> _SOURCE TEXT_:

=== Begin Enclosure ===

When most products have defective components, the resulting failure is frustrating but not dangerous to the purchaser or user. Pieces that snap or break off of common household goods and gadgets likely won’t pose a major risk to the public, although they may anger those who purchased the poorly made product.
However, there are certain products that, when they fail, almost guarantee catastrophic consequences for the consumer. Major medical devices are certainly among the items that are dangerous to consumers when they fail due to faulty engineering, inadequate quality control or improper manufacturing.
People rely on medical devices and expect them to operate without failure. In some cases, their lives may depend on that device doing what it should. When medical devices, like insulin pumps, fail, the people who rely on those devices could become severely injured or even die as a result.
Thousands of insulin pumps are currently under recall
For people with diabetes, administering insulin is the most direct way to manage blood sugar. Insulin pumps automate both the dosing and administration of insulin for those with diabetes, making them a wonderful solution for people who can’t tolerate regular pokes with needles. Unfortunately, if an insulin pump fails, a patient could get too much or too little of the insulin that they rely upon, possibly with severe medical consequences.

=== End Enclosure ===

> _PROVIDED INFORMATION_:
=== Begin Enclosure ===

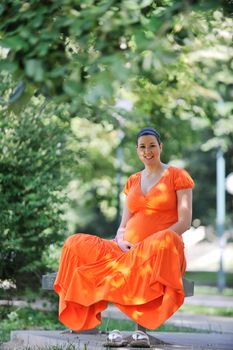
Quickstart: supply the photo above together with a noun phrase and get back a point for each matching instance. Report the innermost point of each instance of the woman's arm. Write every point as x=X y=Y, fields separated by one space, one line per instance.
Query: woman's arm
x=124 y=245
x=184 y=209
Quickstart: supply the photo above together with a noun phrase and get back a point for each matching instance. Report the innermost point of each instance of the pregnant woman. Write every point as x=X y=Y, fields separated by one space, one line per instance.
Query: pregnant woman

=== End Enclosure ===

> _ASSIGNED TASK A_: Copy word for word the part of the article on failing medical devices that begins at the words "Thousands of insulin" and ends after the words "severe medical consequences.".
> _ASSIGNED TASK B_: Continue the article on failing medical devices, starting right after its last sentence.
The listing is separate material, unrelated to the article on failing medical devices.

> _TASK RESULT A_:
Thousands of insulin pumps are currently under recall
For people with diabetes, administering insulin is the most direct way to manage blood sugar. Insulin pumps automate both the dosing and administration of insulin for those with diabetes, making them a wonderful solution for people who can’t tolerate regular pokes with needles. Unfortunately, if an insulin pump fails, a patient could get too much or too little of the insulin that they rely upon, possibly with severe medical consequences.

> _TASK RESULT B_:
In a product failure that has resulted in at least one death and more than 2,000 injuries, Medtronic has issued a recall of its MiniMed insulin pumps. The models in this recall are specifically designed for patients with type 1 diabetes. If you or someone you know has the Model 630G (MMT-1715) or the Model 670G (MMY-1780), it could be impacted by the recall, necessitating careful review and inspection of the device.
Some defective products do substantial damage
Many product recalls are preventative measures that manufacturers or distributors perform to ensure that consumers don’t get hurt. Unfortunately, sometimes, those failures occur and hurt people before the company involved recalls the product.
A rapid recall with proper outreach to customers and clients can help a company limit liability, but no recall measure can fully protect a company from liability if it manufactures defective products that hurt someone. Consumers who get hurt by poorly made or poorly designed products, as well as the surviving family members of those who die due to faulty consumer products, may need to take legal action against the manufacturer to recover their losses.